PROBLEMS AND TASKS:
a) According to the piece on the word samfundssind, when did Mette Frederiksen re-introduce the word?
b) Please summarize the piece on samfundssind in two sentences.

DOCUMENT SEGMENT:
---
Samfundssind / Community-mindedness

Danish political banner and stigma word during the COVID-19 crisis.

Summary: The Danish word "samfundssind" (community-mindedness) is emotive and often associated with the pandemic. It can be used positively or negatively, it has different connotations for different people, and the way it is used can indicate diverging political views. Analyzing how samfundssind was used on social media can help us understand what is now a rather controversial word in Denmark.

What does samfundssind mean?

Samfundssind is a Danish word and translates roughly as ‘community- mindedness’ into English. The word experienced its first high profile appearance in 1936 when it was used by Thorvald Stauning (Danish Prime Minister 1924–1926 and 1929–1942) to urge the Danish people to show solidarity during the difficult times they faced around the time of World War II. The word has been used since then but without anyone paying particular attention to it. This situation rapidly changed when the Danish Prime Minister Mette Frederiksen re-introduced it in her first press conference to do with COVID-19 on March 11th 2020.

The dictionary of the Danish Language Council (Sprognævn) states that ‘samfundssind’ means “to consider society’s interests higher than one’s own” (“at sætte hensynet til samfundet højere end egne interesser”).

Community-mindedness or "samfundssind" also exists in Swedish (samhällsanda) and Norwegian (samfundssind).

Samfundssind as a banner word

The Danish Prime Minister used this word from the start as a so-called banner word: a positive, affirmative catchphrase to indicate a group and a particular set of ideological convictions (see Hermanns’ articles from 1989 and 1994 for more on this). Political words like this set a direction and a goal, make the experience of political belonging possible and establish a willingness to act in a certain way. This, in turn, gives a necessary base for certain political endeavors. Banner words show and can even create in- and outgroups; they demand solidarity and tell the community what should be done and where their users stand. Once a banner word is established, only minimal context is necessary to activate a wide range of associations, according to Klein (1989). In our data, an overview of which is set out below, this is true for the hashtagged form #samfundssind. Indeed, it is possible to argue that the use of hashtags has become conventionalized as a means of establishing a word or formulation as a banner word.

Samfundssind as a stigma word

Mette Frederiksen’s goal with the strategic introduction of the word in 2020 was, of course, to urge the Danish population to show solidarity, more specifically to comply with the new measures that were intended to inhibit the spread of the corona infection in Denmark. It did not take long for critics of Frederiksen’s line of crisis management to pick up on this banner word and turn it into a so-called stigma word (again, coined by the German linguist Hermanns). Stigma words are used to negatively denote an opponent group, its members, goals and values. While banner words clearly indicate their user’s ideological inclination, stigma words do not automatically do so. They only indicate which groups or individuals their user opposes.
---
MATERIAL SHOWN:

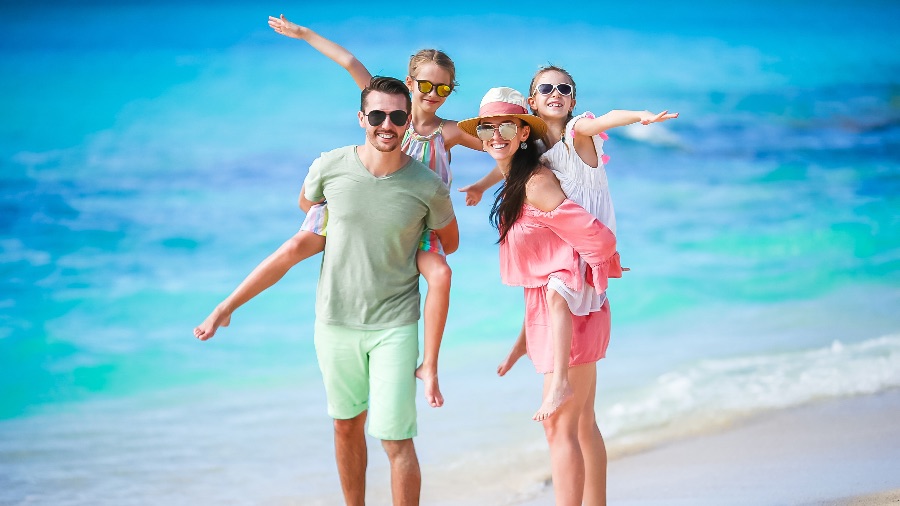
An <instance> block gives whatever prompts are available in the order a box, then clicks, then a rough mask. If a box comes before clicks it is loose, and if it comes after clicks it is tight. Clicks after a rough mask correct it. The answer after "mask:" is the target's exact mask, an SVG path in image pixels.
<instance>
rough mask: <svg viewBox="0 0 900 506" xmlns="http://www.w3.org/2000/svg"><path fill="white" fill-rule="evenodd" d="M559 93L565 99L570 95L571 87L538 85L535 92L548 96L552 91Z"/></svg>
mask: <svg viewBox="0 0 900 506" xmlns="http://www.w3.org/2000/svg"><path fill="white" fill-rule="evenodd" d="M554 88H555V89H556V91H558V92H559V94H560V95H562V96H564V97H567V96H569V95H571V94H572V85H571V84H566V83H559V84H539V85H538V86H537V88H535V91H536V92H538V93H540V94H541V95H549V94H551V93H553V89H554Z"/></svg>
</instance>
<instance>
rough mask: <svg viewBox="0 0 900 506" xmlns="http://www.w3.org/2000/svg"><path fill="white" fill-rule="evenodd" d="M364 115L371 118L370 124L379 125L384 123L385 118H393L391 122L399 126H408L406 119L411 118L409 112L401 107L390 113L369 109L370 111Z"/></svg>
mask: <svg viewBox="0 0 900 506" xmlns="http://www.w3.org/2000/svg"><path fill="white" fill-rule="evenodd" d="M364 116H365V117H366V118H367V119H368V120H369V124H370V125H372V126H378V125H380V124H382V123H384V118H391V123H393V124H395V125H397V126H406V119H407V118H409V114H408V113H407V112H406V111H403V110H400V109H397V110H396V111H391V112H389V113H387V112H384V111H378V110H375V111H369V113H368V114H364Z"/></svg>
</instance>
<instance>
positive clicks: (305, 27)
mask: <svg viewBox="0 0 900 506" xmlns="http://www.w3.org/2000/svg"><path fill="white" fill-rule="evenodd" d="M269 26H271V27H272V29H273V30H275V33H280V34H281V35H284V36H286V37H292V38H294V39H304V38H306V32H307V31H308V29H307V28H306V27H303V26H300V25H296V24H294V23H291V22H290V21H288V20H287V18H286V17H284V14H282V15H281V17H280V18H276V17H273V16H269Z"/></svg>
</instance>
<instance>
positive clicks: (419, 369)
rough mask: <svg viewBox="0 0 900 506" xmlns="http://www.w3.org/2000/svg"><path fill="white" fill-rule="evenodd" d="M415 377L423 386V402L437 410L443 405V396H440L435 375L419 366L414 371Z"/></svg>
mask: <svg viewBox="0 0 900 506" xmlns="http://www.w3.org/2000/svg"><path fill="white" fill-rule="evenodd" d="M416 377H417V378H419V379H420V380H422V383H424V384H425V401H427V402H428V405H429V406H431V407H432V408H439V407H441V406H443V405H444V396H443V395H441V387H440V386H438V382H437V373H436V372H433V371H428V370H425V369H424V365H420V366H419V367H418V368H417V369H416Z"/></svg>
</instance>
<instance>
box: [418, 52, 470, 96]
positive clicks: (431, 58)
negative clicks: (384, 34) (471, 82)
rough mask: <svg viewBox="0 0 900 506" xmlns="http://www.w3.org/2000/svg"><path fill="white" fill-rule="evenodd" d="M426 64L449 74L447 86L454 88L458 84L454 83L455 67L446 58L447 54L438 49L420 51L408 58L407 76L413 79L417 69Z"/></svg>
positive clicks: (447, 59)
mask: <svg viewBox="0 0 900 506" xmlns="http://www.w3.org/2000/svg"><path fill="white" fill-rule="evenodd" d="M426 63H434V64H435V65H437V66H438V67H440V68H442V69H444V70H446V71H447V72H448V73H449V74H450V82H449V83H447V84H449V85H450V86H451V87H454V88H455V87H456V86H457V85H458V84H459V83H457V82H456V65H454V64H453V60H451V59H450V57H449V56H447V53H445V52H443V51H441V50H440V49H421V50H419V52H417V53H416V54H414V55H412V56H410V57H409V76H410V77H412V78H413V79H415V77H416V72H417V71H418V70H419V67H421V66H422V65H424V64H426Z"/></svg>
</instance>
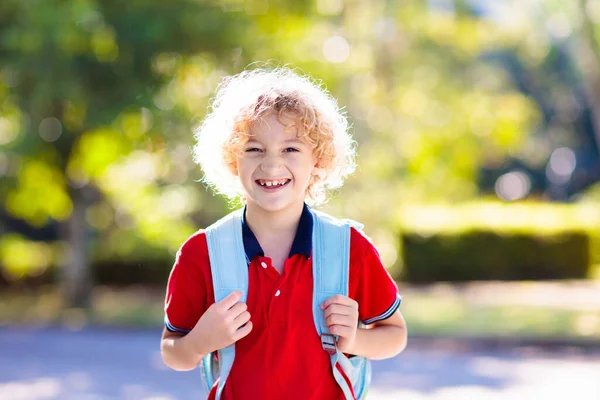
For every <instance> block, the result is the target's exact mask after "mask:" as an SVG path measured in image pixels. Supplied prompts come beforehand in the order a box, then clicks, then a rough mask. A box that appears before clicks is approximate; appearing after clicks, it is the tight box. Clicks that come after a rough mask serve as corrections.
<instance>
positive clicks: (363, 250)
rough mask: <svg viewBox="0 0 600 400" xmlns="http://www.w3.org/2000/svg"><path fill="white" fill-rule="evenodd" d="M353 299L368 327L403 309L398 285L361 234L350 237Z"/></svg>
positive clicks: (369, 243) (362, 319) (371, 244)
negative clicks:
---
RESULTS OF THE EXERCISE:
a) In her first press conference to do with COVID-19, on March 11th 2020.

b) "Samfundssind," roughly "community-mindedness" in English, is a Danish word that first gained high-profile use in 1936 under Thorvald Stauning and was re-introduced by Prime Minister Mette Frederiksen at her first COVID-19 press conference on March 11th 2020. She used it as a banner word to urge the population to comply with measures against the corona infection, but critics of her crisis management soon turned it into a stigma word.